[[ SOURCE DOCUMENT, beginning ]]

During the summer of 2018, South Atlantic Conference partnered with South Central Conference in conducting two student literature evangelism campaigns. One group, based in Gastonia, N.C., was composed of students from Oakwood University. Another group, based in Atlanta, Ga., hailed from Northern Caribbean University (NCU) in Jamaica, West Indies. Thirty-five students distributed approximately 18,000 pieces of literature, collected approximately $200,000 in donations for their scholarship program, knocked on tens of thousands of doors, prayed with several hundred people in homes and public places, and generated scores of Bible study contacts.
The hospitality of Ewart Carter, pastor, and the Ephesus Church in Gastonia was critical to the success of the campaign there. Carter had been pleading for a literature evangelism team to work his territory, because he understands that you can’t reap an evangelistic harvest in your community without sowing Gospel seeds in the homes and hearts of your neighbors. Under the experienced leadership of Wynique Wright and Eli Tamayo, the students canvassed wherever they found significant foot traffic during business hours, and transitioned to door-to-door outreach in the evenings.

[[ SOURCE DOCUMENT, end ]]
[[ SUPPLIED DATA, beginning ]]

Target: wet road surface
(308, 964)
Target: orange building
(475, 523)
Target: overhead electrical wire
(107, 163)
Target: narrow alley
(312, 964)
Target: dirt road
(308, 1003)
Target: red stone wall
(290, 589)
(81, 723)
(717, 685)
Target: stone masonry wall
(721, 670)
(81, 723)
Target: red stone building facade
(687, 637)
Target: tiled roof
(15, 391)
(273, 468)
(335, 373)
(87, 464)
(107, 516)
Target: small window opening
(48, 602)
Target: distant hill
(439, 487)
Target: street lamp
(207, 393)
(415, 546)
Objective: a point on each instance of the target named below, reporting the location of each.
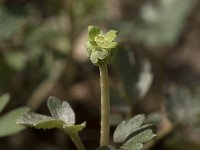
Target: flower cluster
(99, 46)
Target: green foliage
(8, 124)
(126, 128)
(99, 46)
(4, 99)
(136, 142)
(62, 117)
(131, 134)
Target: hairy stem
(76, 140)
(105, 106)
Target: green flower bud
(99, 46)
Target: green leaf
(93, 32)
(76, 128)
(108, 147)
(101, 54)
(94, 58)
(126, 128)
(111, 35)
(61, 110)
(8, 124)
(39, 121)
(135, 143)
(4, 99)
(109, 45)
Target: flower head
(100, 46)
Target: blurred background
(155, 71)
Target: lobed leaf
(109, 45)
(93, 31)
(39, 121)
(136, 142)
(61, 110)
(126, 128)
(75, 128)
(4, 99)
(8, 124)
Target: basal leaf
(126, 128)
(136, 142)
(111, 35)
(109, 45)
(4, 99)
(76, 128)
(8, 124)
(39, 121)
(61, 110)
(93, 32)
(108, 147)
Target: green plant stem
(105, 106)
(76, 140)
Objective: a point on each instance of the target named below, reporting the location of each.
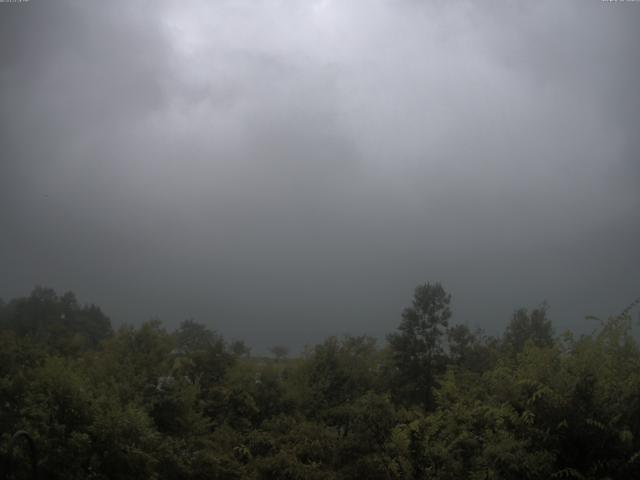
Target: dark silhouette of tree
(416, 348)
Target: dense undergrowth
(433, 402)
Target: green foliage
(436, 402)
(417, 348)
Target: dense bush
(436, 402)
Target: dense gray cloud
(287, 170)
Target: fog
(282, 171)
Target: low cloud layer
(287, 170)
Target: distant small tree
(279, 351)
(527, 326)
(417, 348)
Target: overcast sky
(286, 170)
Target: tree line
(435, 401)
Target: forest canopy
(435, 400)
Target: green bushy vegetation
(436, 401)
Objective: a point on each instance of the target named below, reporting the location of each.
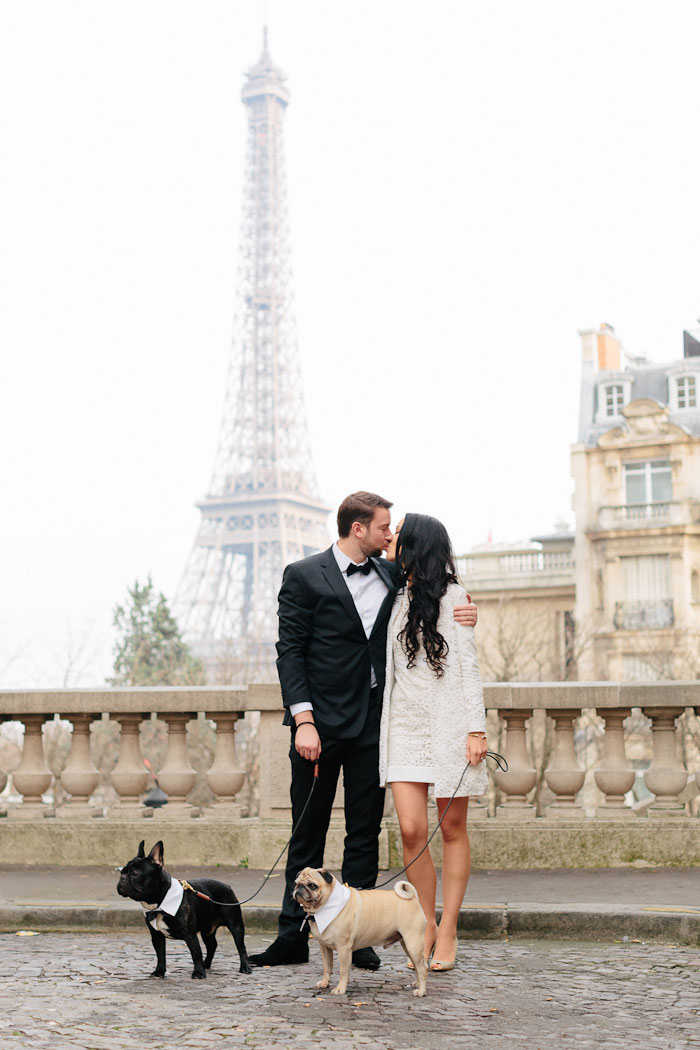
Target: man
(334, 610)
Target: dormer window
(614, 399)
(613, 395)
(686, 392)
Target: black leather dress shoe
(366, 959)
(283, 951)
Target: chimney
(692, 343)
(609, 349)
(588, 344)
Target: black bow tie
(364, 569)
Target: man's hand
(308, 741)
(466, 614)
(476, 748)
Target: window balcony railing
(649, 515)
(643, 615)
(521, 563)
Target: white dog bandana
(169, 904)
(336, 902)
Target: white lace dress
(426, 719)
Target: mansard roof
(650, 382)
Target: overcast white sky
(469, 184)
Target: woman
(432, 721)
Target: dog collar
(336, 902)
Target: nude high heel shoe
(441, 965)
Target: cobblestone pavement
(91, 992)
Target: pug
(345, 919)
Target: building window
(648, 482)
(612, 396)
(686, 393)
(647, 603)
(614, 399)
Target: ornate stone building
(636, 469)
(620, 597)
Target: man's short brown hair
(359, 507)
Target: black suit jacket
(323, 654)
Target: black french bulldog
(144, 879)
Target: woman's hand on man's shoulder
(466, 614)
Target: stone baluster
(521, 777)
(176, 776)
(33, 776)
(666, 776)
(129, 777)
(80, 776)
(225, 776)
(564, 775)
(614, 777)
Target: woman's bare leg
(411, 805)
(455, 873)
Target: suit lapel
(386, 574)
(335, 579)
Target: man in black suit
(334, 610)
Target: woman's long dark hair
(425, 560)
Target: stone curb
(487, 922)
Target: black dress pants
(364, 806)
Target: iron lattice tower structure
(262, 508)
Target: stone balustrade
(662, 704)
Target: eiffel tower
(262, 508)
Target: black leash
(499, 759)
(503, 765)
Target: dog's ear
(156, 854)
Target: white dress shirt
(367, 592)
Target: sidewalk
(600, 904)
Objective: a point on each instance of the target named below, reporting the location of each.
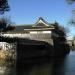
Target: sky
(28, 11)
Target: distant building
(41, 31)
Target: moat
(54, 66)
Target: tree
(4, 6)
(6, 25)
(72, 21)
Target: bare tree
(4, 6)
(72, 20)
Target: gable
(41, 23)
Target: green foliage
(70, 1)
(6, 25)
(4, 6)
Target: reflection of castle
(41, 31)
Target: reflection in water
(55, 66)
(7, 68)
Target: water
(58, 66)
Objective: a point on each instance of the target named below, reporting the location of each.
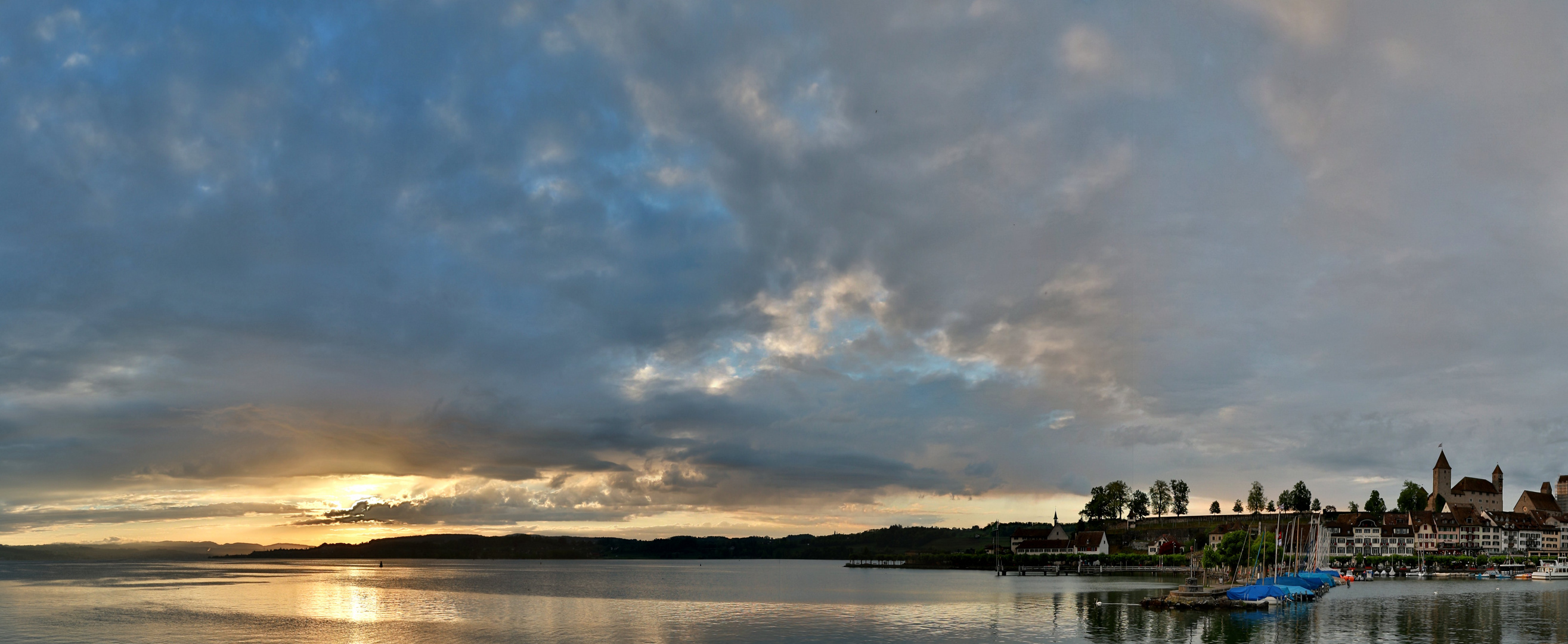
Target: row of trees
(1115, 497)
(1297, 499)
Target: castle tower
(1496, 482)
(1442, 482)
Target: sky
(334, 271)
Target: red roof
(1474, 485)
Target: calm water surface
(712, 602)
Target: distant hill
(162, 550)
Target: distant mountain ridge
(882, 541)
(168, 550)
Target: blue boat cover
(1302, 582)
(1324, 577)
(1255, 593)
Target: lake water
(714, 602)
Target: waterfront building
(1164, 546)
(1040, 541)
(1362, 533)
(1090, 544)
(1562, 494)
(1512, 533)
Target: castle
(1470, 493)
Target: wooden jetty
(1089, 569)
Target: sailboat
(1421, 572)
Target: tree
(1095, 510)
(1412, 497)
(1255, 499)
(1300, 497)
(1375, 503)
(1161, 497)
(1117, 497)
(1180, 497)
(1138, 507)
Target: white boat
(1551, 569)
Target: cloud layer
(593, 262)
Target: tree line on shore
(1117, 500)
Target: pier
(1090, 569)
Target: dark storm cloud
(35, 519)
(728, 255)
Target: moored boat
(1551, 569)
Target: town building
(1519, 533)
(1362, 533)
(1090, 544)
(1476, 493)
(1040, 541)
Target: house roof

[[ SUPPLIED DATA, end ]]

# PARTS OF THE EXERCISE
A. Transcribe the passage on the 2018 literature evangelism campaigns from "The hospitality of" up to and including "in the evenings.".
B. Pick up the passage on the 2018 literature evangelism campaigns where it stops, and write the next part.

# WRITTEN RESPONSES
A.
The hospitality of Ewart Carter, pastor, and the Ephesus Church in Gastonia was critical to the success of the campaign there. Carter had been pleading for a literature evangelism team to work his territory, because he understands that you can’t reap an evangelistic harvest in your community without sowing Gospel seeds in the homes and hearts of your neighbors. Under the experienced leadership of Wynique Wright and Eli Tamayo, the students canvassed wherever they found significant foot traffic during business hours, and transitioned to door-to-door outreach in the evenings.

B.
The Atlanta-based group owed its success to international relationships cultivated by Java Mattison, South Central Conference publishing director, along with NCU alumni eager to receive and help the students upon their arrival. Under the strategic and tactful leadership of Shanique White and Ravaine Mullings, the students were granted permission to canvass in front of West Indian restaurants and businesses, where they conversed with customers all day. These missionaries from the West Indies felt right at home in metro Atlanta. Although they distributed a significant number of magabooks, their rapid movers were small donation books like Happiness Digest and Darkness Before Dawn.
Ellen White advocated literature of all sizes being distributed, specifically recommending small booklets as “little wedges that open the way for larger works,” Colporteur Ministry, 139. The conferences are glad for the Gospel going out in various packages to meet people where they are, and even more encouraged about the future of the Church while witnessing young people weathering the elements and adapting to circumstances as they share the Gospel in print with strangers.